### 課題文
◇ ◇ ◇ ◇ ◇ ◇ ◇
日本IBMは2023年12月4日、AIモデル作成・運用プラットフォーム「IBM watsonx」を構成するコンポーネント「watsonx.governance」を同年12月1日にSaaS型で提供開始したと発表した。インベントリ管理や評価・モニタリングなど、AIモデルのライフサイクルを管理する機能を提供する。
日本IBMの「IBM watsonx(ワトソンエックス)」は、企業向けのAIモデル作成・運用プラットフォームである。学習済みの汎用の基盤モデルを活用して、企業固有のAIモデルを作成可能である。Red Hat OpenShiftで動作し、オンプレミス/クラウド環境で利用する(関連記事:AIモデル作成ツール「IBM watsonx」、基盤モデルをベースに追加学習でチューニング)。
◇ ◇ ◇ ◇ ◇ ◇ ◇
### 提示データ
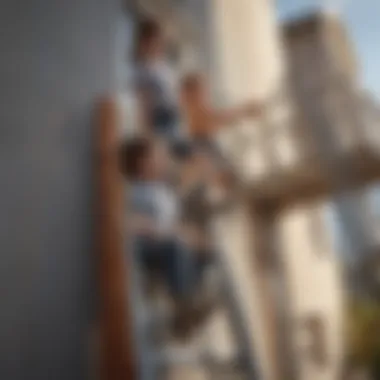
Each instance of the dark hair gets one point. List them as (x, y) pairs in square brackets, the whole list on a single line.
[(132, 153), (146, 30)]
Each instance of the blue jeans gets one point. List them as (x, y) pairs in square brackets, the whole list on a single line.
[(180, 268)]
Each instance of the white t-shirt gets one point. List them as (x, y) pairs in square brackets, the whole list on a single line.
[(157, 201)]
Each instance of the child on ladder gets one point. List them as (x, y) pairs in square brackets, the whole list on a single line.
[(161, 242)]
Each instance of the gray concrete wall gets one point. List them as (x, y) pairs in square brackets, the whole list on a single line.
[(57, 57)]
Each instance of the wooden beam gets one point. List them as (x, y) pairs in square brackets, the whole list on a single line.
[(117, 362)]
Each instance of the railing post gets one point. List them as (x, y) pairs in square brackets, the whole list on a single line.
[(117, 362)]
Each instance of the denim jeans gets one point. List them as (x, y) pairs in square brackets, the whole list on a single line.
[(180, 268)]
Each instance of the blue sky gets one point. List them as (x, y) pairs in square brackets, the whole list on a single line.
[(363, 20)]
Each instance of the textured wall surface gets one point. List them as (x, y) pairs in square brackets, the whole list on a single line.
[(57, 57)]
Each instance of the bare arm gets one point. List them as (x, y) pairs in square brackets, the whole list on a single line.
[(144, 110)]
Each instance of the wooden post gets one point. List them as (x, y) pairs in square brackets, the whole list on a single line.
[(117, 362)]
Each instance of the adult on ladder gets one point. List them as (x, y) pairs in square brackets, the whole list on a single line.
[(159, 116)]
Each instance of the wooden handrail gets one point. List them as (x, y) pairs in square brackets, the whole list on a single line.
[(117, 361)]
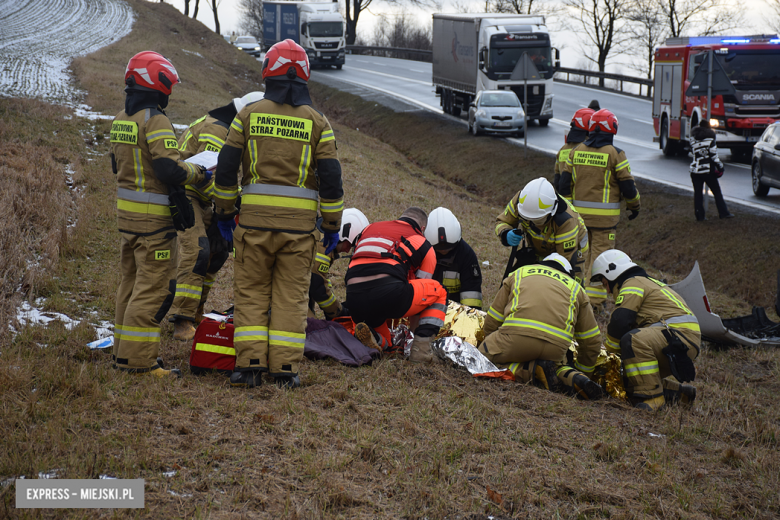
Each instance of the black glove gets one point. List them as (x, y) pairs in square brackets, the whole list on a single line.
[(181, 208)]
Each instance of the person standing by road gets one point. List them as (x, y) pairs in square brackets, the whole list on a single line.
[(704, 153), (202, 250), (287, 152), (596, 177), (577, 134), (151, 207)]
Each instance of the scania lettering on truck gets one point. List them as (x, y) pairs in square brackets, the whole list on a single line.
[(476, 52), (318, 27), (752, 65)]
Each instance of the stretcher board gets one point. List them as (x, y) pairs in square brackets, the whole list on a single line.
[(693, 292)]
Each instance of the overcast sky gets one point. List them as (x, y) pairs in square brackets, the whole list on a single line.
[(757, 13)]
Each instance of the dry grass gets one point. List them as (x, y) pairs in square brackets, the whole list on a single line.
[(385, 441)]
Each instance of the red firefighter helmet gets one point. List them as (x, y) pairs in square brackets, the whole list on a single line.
[(150, 70), (581, 118), (286, 60), (604, 120)]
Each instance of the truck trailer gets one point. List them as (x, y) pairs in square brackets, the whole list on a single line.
[(475, 52), (752, 65), (318, 27)]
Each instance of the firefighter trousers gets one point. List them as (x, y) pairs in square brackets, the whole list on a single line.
[(644, 363), (271, 289), (199, 264), (600, 240), (519, 353), (148, 267)]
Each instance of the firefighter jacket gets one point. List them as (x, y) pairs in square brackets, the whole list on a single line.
[(397, 248), (542, 302), (641, 301), (458, 271), (704, 151), (564, 234), (290, 168), (321, 290), (205, 134), (596, 178), (145, 158)]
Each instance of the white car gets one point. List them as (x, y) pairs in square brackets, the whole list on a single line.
[(497, 111), (248, 44)]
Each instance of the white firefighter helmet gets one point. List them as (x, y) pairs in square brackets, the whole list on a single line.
[(560, 260), (537, 200), (241, 102), (443, 230), (353, 222), (610, 264)]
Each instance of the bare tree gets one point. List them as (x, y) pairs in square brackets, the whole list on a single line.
[(699, 17), (355, 7), (648, 29), (251, 21), (214, 5), (603, 24)]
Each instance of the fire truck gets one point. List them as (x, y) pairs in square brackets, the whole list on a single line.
[(752, 64)]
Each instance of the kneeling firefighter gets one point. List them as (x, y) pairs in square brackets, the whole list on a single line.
[(538, 311), (202, 250), (652, 330), (353, 222), (389, 277), (545, 223), (457, 267)]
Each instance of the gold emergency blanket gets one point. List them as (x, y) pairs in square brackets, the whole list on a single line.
[(464, 322), (607, 373)]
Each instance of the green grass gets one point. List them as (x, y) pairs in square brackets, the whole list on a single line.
[(389, 440)]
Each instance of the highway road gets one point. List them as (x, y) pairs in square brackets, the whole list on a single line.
[(406, 85)]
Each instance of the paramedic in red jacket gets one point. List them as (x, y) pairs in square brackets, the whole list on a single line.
[(390, 277)]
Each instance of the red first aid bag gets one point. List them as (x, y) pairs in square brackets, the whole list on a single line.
[(212, 347)]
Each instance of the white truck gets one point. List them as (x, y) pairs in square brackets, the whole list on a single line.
[(475, 52), (318, 27)]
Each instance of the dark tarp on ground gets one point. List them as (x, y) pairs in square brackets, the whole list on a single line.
[(327, 339)]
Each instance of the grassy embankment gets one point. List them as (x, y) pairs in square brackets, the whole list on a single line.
[(386, 441)]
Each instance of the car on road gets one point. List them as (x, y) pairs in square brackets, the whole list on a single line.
[(496, 111), (766, 161), (248, 44)]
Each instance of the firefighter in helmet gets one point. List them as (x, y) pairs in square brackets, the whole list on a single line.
[(202, 250), (151, 207), (547, 224), (390, 277), (596, 177), (538, 311), (353, 222), (457, 267), (578, 132), (287, 152), (652, 330)]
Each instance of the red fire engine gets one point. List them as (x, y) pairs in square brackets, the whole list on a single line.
[(752, 64)]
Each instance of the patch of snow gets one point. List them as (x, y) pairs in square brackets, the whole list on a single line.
[(40, 39)]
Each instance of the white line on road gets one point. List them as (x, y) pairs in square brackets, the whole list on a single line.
[(426, 83), (752, 204)]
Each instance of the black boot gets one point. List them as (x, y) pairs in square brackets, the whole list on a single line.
[(288, 381), (247, 379)]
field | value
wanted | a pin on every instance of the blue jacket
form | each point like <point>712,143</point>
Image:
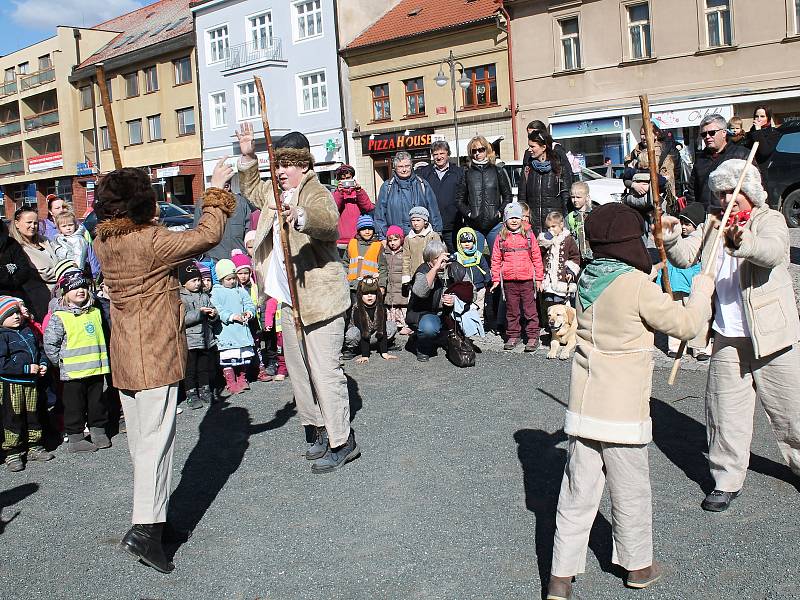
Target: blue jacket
<point>19,349</point>
<point>228,302</point>
<point>397,197</point>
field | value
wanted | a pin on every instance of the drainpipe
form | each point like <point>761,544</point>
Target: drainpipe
<point>502,9</point>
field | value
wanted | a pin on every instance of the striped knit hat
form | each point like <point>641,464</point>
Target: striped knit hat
<point>8,306</point>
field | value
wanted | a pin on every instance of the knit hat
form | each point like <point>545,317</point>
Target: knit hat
<point>615,231</point>
<point>224,268</point>
<point>188,271</point>
<point>72,280</point>
<point>293,148</point>
<point>725,177</point>
<point>694,213</point>
<point>512,211</point>
<point>419,212</point>
<point>365,222</point>
<point>241,260</point>
<point>395,230</point>
<point>8,306</point>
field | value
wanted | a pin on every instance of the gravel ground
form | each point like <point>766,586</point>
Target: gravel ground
<point>453,497</point>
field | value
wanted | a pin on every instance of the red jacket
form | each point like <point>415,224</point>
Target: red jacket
<point>352,203</point>
<point>517,255</point>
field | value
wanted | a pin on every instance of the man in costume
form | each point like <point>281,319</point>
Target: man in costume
<point>755,325</point>
<point>318,380</point>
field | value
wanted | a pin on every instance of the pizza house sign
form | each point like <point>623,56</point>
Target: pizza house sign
<point>390,143</point>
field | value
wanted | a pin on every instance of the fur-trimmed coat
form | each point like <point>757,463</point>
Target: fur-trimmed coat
<point>148,342</point>
<point>321,279</point>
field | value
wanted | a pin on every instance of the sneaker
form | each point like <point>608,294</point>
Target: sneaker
<point>718,501</point>
<point>39,454</point>
<point>337,458</point>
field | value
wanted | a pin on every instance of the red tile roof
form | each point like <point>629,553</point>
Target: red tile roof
<point>144,27</point>
<point>416,17</point>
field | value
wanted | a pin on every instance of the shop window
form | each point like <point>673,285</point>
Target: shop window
<point>151,79</point>
<point>380,103</point>
<point>718,23</point>
<point>639,30</point>
<point>570,44</point>
<point>415,97</point>
<point>185,121</point>
<point>482,90</point>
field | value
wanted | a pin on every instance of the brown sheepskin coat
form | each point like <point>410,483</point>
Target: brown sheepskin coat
<point>148,343</point>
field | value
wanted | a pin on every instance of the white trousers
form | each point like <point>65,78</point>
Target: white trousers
<point>324,343</point>
<point>150,420</point>
<point>590,464</point>
<point>735,379</point>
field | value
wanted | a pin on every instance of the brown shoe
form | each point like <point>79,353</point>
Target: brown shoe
<point>642,578</point>
<point>559,588</point>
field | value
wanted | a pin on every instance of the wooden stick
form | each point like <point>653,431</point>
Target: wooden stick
<point>658,235</point>
<point>710,267</point>
<point>112,128</point>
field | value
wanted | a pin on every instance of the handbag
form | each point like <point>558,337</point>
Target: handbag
<point>459,349</point>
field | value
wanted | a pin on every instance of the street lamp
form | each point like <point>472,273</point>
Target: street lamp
<point>464,82</point>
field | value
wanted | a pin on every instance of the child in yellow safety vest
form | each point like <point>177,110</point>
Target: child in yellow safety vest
<point>75,341</point>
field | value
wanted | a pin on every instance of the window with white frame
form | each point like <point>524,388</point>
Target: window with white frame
<point>718,21</point>
<point>247,101</point>
<point>639,30</point>
<point>218,108</point>
<point>218,44</point>
<point>308,19</point>
<point>313,91</point>
<point>260,27</point>
<point>570,44</point>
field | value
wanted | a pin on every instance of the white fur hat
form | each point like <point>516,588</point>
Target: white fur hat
<point>725,177</point>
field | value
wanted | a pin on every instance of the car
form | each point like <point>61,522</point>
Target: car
<point>783,174</point>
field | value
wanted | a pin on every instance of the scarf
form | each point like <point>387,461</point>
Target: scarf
<point>597,276</point>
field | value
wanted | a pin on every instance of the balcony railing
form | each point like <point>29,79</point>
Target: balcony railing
<point>10,168</point>
<point>41,120</point>
<point>8,88</point>
<point>253,52</point>
<point>39,78</point>
<point>11,128</point>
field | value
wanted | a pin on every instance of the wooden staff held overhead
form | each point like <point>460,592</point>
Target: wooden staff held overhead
<point>710,267</point>
<point>658,235</point>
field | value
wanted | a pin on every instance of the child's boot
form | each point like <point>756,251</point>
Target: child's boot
<point>78,443</point>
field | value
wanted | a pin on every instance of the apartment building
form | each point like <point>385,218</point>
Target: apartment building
<point>291,46</point>
<point>38,111</point>
<point>692,58</point>
<point>401,84</point>
<point>150,70</point>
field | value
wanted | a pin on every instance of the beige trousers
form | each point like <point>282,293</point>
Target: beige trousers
<point>150,419</point>
<point>735,378</point>
<point>324,342</point>
<point>590,464</point>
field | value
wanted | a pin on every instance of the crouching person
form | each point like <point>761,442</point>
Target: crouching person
<point>619,308</point>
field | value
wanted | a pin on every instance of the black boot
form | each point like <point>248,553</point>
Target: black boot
<point>144,542</point>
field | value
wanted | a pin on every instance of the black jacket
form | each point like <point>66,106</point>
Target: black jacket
<point>546,192</point>
<point>445,190</point>
<point>704,164</point>
<point>484,196</point>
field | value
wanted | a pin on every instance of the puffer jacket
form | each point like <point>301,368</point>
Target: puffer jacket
◇ ◇ ◇ ◇ ◇ ◇ ◇
### 課題内容
課題文のうち「日本IBMは2023年12月」で始まり「ルを管理する機能を提供する。」まで続く部分を、「SaaS型」を「サブスクリプション型」に変えて書き直してください。 データは課題文とは別の資料です。

### 解答
日本IBMは2023年12月4日、AIモデル作成・運用プラットフォーム「IBM watsonx」を構成するコンポーネント「watsonx.governance」を同年12月1日にサブスクリプション型で提供開始したと発表した。インベントリ管理や評価・モニタリングなど、AIモデルのライフサイクルを管理する機能を提供する。